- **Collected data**
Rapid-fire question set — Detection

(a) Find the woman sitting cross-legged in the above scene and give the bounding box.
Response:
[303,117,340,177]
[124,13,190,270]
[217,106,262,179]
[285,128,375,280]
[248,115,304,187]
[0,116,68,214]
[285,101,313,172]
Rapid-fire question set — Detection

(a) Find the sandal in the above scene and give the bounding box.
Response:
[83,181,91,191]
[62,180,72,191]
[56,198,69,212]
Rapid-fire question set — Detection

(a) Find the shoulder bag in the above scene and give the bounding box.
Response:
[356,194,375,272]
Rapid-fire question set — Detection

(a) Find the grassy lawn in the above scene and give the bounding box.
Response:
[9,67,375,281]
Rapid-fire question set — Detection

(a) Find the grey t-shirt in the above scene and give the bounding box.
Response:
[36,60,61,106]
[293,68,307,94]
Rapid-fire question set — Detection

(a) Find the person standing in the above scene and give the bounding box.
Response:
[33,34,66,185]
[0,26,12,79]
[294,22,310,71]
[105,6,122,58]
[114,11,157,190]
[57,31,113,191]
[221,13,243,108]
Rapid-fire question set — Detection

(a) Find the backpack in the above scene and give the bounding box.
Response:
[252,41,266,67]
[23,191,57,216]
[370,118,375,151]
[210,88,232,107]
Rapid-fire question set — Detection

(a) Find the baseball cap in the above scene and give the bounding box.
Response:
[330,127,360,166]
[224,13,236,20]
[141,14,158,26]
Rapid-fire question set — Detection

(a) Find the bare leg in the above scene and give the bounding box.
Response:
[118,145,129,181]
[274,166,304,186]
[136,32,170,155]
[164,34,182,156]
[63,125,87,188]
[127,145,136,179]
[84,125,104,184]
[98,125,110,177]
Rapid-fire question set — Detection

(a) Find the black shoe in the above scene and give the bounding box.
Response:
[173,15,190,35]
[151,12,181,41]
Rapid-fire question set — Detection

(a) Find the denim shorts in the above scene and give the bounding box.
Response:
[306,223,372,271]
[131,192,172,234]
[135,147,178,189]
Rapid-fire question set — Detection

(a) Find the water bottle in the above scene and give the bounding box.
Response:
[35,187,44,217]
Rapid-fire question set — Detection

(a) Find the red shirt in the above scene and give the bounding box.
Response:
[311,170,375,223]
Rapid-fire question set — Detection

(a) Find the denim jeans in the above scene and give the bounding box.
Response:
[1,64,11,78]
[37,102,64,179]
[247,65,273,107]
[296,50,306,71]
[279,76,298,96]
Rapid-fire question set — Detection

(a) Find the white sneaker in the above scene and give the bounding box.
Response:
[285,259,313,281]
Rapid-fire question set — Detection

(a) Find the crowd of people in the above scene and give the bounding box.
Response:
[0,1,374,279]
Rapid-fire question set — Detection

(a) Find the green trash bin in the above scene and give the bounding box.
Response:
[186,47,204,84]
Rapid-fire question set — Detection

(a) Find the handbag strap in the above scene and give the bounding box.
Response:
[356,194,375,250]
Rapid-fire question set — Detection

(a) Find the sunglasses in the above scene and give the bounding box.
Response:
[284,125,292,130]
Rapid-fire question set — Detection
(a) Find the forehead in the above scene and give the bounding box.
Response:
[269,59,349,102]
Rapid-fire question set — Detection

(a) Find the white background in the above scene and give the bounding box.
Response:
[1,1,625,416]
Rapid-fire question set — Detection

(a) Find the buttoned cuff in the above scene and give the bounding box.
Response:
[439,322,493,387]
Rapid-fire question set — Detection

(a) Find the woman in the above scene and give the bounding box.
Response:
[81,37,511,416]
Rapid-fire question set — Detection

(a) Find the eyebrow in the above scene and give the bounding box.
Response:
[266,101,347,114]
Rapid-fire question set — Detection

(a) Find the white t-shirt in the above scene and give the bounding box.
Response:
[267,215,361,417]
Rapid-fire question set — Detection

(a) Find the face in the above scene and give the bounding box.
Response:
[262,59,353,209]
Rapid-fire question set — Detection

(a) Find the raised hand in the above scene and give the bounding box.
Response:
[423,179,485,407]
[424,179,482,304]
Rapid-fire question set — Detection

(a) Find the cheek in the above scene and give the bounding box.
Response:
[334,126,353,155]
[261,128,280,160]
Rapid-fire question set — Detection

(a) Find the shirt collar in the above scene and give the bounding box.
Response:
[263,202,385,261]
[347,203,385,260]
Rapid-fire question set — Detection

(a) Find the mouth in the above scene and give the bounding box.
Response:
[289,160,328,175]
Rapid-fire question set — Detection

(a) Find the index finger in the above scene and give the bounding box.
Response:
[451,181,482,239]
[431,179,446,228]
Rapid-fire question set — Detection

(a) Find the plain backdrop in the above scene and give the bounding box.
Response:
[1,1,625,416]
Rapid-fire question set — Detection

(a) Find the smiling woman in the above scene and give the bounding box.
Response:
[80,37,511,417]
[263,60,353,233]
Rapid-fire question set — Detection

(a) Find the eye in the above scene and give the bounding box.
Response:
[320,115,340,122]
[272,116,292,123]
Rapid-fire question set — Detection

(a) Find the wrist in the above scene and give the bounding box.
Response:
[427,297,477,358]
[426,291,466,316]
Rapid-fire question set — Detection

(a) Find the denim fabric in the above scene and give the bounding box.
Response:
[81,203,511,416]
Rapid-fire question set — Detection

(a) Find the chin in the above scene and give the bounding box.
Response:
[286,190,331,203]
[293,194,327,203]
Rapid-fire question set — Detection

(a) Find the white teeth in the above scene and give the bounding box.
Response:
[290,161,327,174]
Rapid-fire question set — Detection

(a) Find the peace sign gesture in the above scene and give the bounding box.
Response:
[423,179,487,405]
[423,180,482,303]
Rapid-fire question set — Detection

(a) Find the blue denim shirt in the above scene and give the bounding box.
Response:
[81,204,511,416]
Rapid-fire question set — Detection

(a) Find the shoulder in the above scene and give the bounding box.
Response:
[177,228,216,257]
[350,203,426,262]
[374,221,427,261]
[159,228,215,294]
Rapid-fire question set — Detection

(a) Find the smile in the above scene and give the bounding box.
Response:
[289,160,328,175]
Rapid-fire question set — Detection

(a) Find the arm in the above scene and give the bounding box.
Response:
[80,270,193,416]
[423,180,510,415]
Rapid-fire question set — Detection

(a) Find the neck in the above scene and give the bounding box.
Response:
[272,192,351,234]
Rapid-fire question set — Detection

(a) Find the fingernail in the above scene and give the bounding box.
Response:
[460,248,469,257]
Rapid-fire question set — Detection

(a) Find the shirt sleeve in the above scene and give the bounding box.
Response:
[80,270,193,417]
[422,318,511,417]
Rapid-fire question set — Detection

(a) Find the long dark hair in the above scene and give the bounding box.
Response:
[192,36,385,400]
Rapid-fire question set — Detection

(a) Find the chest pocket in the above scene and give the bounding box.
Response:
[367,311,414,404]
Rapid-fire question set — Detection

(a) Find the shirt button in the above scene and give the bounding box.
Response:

- **WHAT IS EXPECTED**
Would you write out all the records exactly as they read?

- **ANSWER SECTION**
Rapid-fire question set — Detection

(a) Find the woman sitting cross-legged in the above scene and give the bounding box.
Response:
[303,117,340,177]
[124,13,190,270]
[217,106,262,179]
[285,128,375,280]
[248,115,304,187]
[0,116,68,214]
[285,101,313,172]
Rapid-fire question set — Detection

(a) Find the sandal in the above scene and give the bounding box.
Response:
[83,181,91,191]
[62,180,72,191]
[56,198,69,212]
Rapid-fire question set — Detection

(a) Find the shoulder bag in the above scene and give the bounding box.
Response:
[356,194,375,272]
Rapid-fire question set — Detection

(a) Find the grassy lawn in the above scene and give the bounding box.
Response:
[9,67,375,281]
Rapid-fire question set — Detection

(a) Find the grey t-shirt in the above scene and give the bounding box.
Response:
[36,60,61,106]
[293,68,307,94]
Rapid-fire question set — Detection

(a) Find the person standing in the above scene and give the bounding box.
Response:
[33,34,66,185]
[0,26,12,79]
[294,22,310,71]
[105,6,122,58]
[114,11,157,190]
[57,31,113,191]
[221,13,243,108]
Rapid-fire question set — Detection

(a) Find the backpack in the above scene and give the bounding box.
Response:
[252,41,266,67]
[23,191,57,216]
[370,118,375,151]
[210,88,232,107]
Rapid-fire question set — Detection

(a) Find the baseball cap in the above scene and give the bounding box.
Response:
[330,127,360,166]
[224,13,236,20]
[141,14,158,26]
Rapid-fire question set — Detection

(a) Find the bare leg in the above scene and give the bounding box.
Response:
[118,145,129,181]
[274,166,304,186]
[136,32,170,155]
[164,34,182,156]
[63,125,87,188]
[127,145,136,179]
[84,125,104,184]
[98,125,110,177]
Rapid-fire question set — Detection

(a) Find the black shoe in the above scene and give the bounding box.
Response:
[173,15,190,35]
[151,12,181,41]
Rapid-fire question set — Detection

(a) Find the denim shorts in the above scene and give the bounding box.
Response:
[306,223,372,271]
[131,192,172,234]
[135,147,178,189]
Rapid-fire question set — Detection

(a) Find the water bottle in the above scene and give the bounding box.
Response:
[35,187,44,217]
Rapid-fire question set — Detection

(a) Find the red shirt in the above scene and give the bounding box.
Response:
[311,170,375,223]
Rapid-fire question set — Detection

(a) Find the denim jeans in the above scene and give the bounding box.
Response:
[1,64,11,78]
[37,102,64,179]
[247,65,273,107]
[296,50,306,71]
[279,76,298,96]
Rapid-fire question set — Detection

(a) Find the white sneaker in the above scene and give the bounding box.
Response:
[285,259,313,281]
Rapid-fire question set — Detection

(a) Find the crowd of people in the above scene and give the bounding box.
Response:
[0,1,374,279]
Rapid-fire question set — Detection

(a) Find the green trash bin in the above scene and give the bounding box.
Response:
[186,47,204,84]
Rapid-fire question set — Detection

(a) Find the handbag strap in the above scene and give the bounding box.
Response:
[356,194,375,250]
Rapid-fire question set — Detection

(a) Find the sunglasses in the above scene and give the bounding box.
Response:
[284,125,292,130]
Rapid-fire question set — Detection
(a) Find the forehead in the above scene and give the bounding box.
Response:
[269,59,349,102]
Rapid-fire question set — Detection

(a) Find the white background in the above scene and give the bounding box.
Response:
[1,1,625,416]
Rapid-fire question set — Detection

(a) Find the buttoned cuff in the above scene and give the bounding box.
Response:
[439,322,493,387]
Rapid-fire question set — Detection

(a) Find the woman in the above scene and give the bounding box.
Response:
[81,37,511,416]
Rapid-fire question set — Detection

(a) Find the eyebrow in the above scene and give the bounding box.
Response:
[266,101,347,114]
Rapid-fire question set — Detection

(a) Find the white t-shirt in the above scene and give the bounding box.
Response:
[267,215,361,417]
Rapid-fire question set — Detection

(a) Find the face in the above scene and give the bounding box.
Response:
[262,59,353,209]
Rapid-fire question set — Detection

(a) Find the raised hand in the above scene and give the bounding box.
Response:
[423,179,485,407]
[424,179,482,304]
Rapid-fire question set — Detection

(a) Find the cheek in the above scene and give the bounding box.
Response:
[334,126,353,155]
[261,128,280,160]
Rapid-fire question set — Detection

(a) Find the shirt collar in the above scene and give the bounding box.
Response:
[263,202,385,261]
[347,203,385,260]
Rapid-fire question set — Detection

(a) Find the mouth in the above scene and give the bounding box.
Response:
[289,160,328,175]
Rapid-fire question set — Detection

(a) Find the index finger in the above scene and give the bounding box.
Response:
[451,181,482,239]
[431,179,446,228]
Rapid-fire question set — Detection

(a) Find the plain backdrop in the above scene and give the bounding box.
Response:
[1,1,625,416]
Rapid-fire question set — Detection

(a) Find the smiling woman in the above scene and give the bounding box.
Response:
[80,37,511,417]
[263,60,353,233]
Rapid-fire question set — Detection

(a) Find the eye in the above scene and give the bounding box.
Response:
[320,115,340,122]
[272,116,292,123]
Rapid-fire question set — Detection

(a) Find the wrist in the above scene and give the bounding box.
Response:
[427,297,477,358]
[426,291,466,316]
Rapid-fire question set — Detection

(a) Find the denim fabric in the above scene and give the bounding box.
Response:
[81,203,511,416]
Rapid-fire question set — Detection

(a) Find the chin in the above scene and give the bounding box.
Response:
[286,190,331,203]
[293,194,327,203]
Rapid-fire question set — Detection

(a) Find the white teeth in the above scene and give the bounding box.
Response:
[290,161,327,174]
Rapid-fire question set — Detection

(a) Find the peace sign gesture in the above scene and give the bounding box.
Response:
[423,179,487,405]
[423,180,482,303]
Rapid-fire question set — Detection

(a) Find the blue denim shirt in the above scene and give the bounding box.
Response:
[81,204,511,416]
Rapid-fire question set — Detection

(a) Find the shoulder in the above scene and give the bounding box.
Response:
[177,228,216,257]
[350,203,426,262]
[374,221,427,261]
[159,228,215,294]
Rapid-fire question set — Detection

(a) Find the smile in the above scene and give the bounding box.
Response:
[289,160,328,175]
Rapid-fire question set — Detection

(a) Find the arm in the above scene and give the bounding box.
Response:
[80,270,193,416]
[423,180,510,415]
Rapid-fire question set — Detection

(a) Find the neck in the above scene and give the bounding box.
Response:
[272,192,351,234]
Rapid-fire question set — Detection

(a) Find the fingernail in the above scene and give the bounding box.
Response:
[460,248,469,257]
Rapid-fire question set — Detection

(a) Find the shirt sleeve in the above scene and give the bounding box.
Response:
[80,270,193,417]
[422,318,511,417]
Rapid-fire question set — Detection

(a) Find the long dark hair in the above scene and give the bounding box.
Response:
[192,36,385,400]
Rapid-fire question set — Detection

(a) Find the chest pocket in the above scene and give the bounding box.
Response:
[367,311,414,404]
Rapid-fire question set — Detection

(a) Find the shirt button in the above scene and give the bounding box.
Response:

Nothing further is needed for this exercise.